What to produce
All records are to be restated exactly, each line as it reads.

..........

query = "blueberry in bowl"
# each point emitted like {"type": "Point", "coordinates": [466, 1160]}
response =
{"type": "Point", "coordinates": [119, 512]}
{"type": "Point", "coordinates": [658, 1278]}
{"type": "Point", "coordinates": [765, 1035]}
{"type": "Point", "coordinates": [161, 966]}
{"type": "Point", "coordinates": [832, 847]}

..........

Solution to the exercise
query = "blueberry in bowl"
# each point emitted like {"type": "Point", "coordinates": [466, 1160]}
response =
{"type": "Point", "coordinates": [119, 512]}
{"type": "Point", "coordinates": [658, 1278]}
{"type": "Point", "coordinates": [765, 1035]}
{"type": "Point", "coordinates": [161, 966]}
{"type": "Point", "coordinates": [832, 847]}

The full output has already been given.